── Raw data ──

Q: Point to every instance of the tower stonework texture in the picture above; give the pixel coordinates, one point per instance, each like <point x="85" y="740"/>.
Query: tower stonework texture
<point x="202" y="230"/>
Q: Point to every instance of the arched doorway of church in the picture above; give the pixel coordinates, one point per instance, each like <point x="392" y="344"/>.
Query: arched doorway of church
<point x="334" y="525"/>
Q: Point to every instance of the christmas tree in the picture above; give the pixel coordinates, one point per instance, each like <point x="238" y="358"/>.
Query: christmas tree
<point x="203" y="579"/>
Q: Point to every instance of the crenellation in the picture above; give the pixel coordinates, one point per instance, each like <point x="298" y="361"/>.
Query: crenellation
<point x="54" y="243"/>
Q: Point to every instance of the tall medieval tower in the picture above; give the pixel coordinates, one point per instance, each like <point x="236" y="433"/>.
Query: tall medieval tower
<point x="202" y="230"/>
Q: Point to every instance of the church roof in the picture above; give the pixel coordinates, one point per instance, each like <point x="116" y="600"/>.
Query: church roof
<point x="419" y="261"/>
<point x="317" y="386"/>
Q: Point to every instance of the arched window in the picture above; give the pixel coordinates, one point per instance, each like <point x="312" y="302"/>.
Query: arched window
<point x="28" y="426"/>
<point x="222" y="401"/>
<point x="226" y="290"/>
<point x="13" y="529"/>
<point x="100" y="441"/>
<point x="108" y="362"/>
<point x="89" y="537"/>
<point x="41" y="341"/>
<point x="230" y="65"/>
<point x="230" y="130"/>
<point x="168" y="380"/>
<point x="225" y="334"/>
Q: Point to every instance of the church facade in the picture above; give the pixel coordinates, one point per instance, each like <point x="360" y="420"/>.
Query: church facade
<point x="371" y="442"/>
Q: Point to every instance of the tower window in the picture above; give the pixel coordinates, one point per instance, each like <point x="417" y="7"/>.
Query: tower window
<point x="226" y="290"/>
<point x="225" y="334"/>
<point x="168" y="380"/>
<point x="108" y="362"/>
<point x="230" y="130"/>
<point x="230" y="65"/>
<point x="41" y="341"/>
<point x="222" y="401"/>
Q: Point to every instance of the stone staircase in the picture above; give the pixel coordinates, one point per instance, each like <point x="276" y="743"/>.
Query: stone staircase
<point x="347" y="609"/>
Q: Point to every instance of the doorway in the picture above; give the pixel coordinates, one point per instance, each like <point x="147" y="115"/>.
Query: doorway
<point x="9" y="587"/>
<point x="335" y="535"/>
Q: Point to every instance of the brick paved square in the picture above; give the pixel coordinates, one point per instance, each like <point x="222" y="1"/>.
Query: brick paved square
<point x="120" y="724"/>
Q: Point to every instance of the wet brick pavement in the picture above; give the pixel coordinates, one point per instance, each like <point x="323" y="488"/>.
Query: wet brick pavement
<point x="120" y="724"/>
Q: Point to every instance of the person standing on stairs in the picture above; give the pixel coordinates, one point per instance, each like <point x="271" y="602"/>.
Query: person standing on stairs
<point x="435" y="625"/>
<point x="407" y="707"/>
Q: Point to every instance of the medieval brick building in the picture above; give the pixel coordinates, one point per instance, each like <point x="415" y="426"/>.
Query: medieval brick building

───

• Task brief:
Copy out the items above verbatim, starting at the line that contains "Q: Point to every instance of the medieval" and continuing through the final line of the items.

• Result of this task:
Q: Point to every instance of the medieval brick building in the picture above; give the pixel coordinates, one point per instance, each like <point x="415" y="426"/>.
Query: medieval brick building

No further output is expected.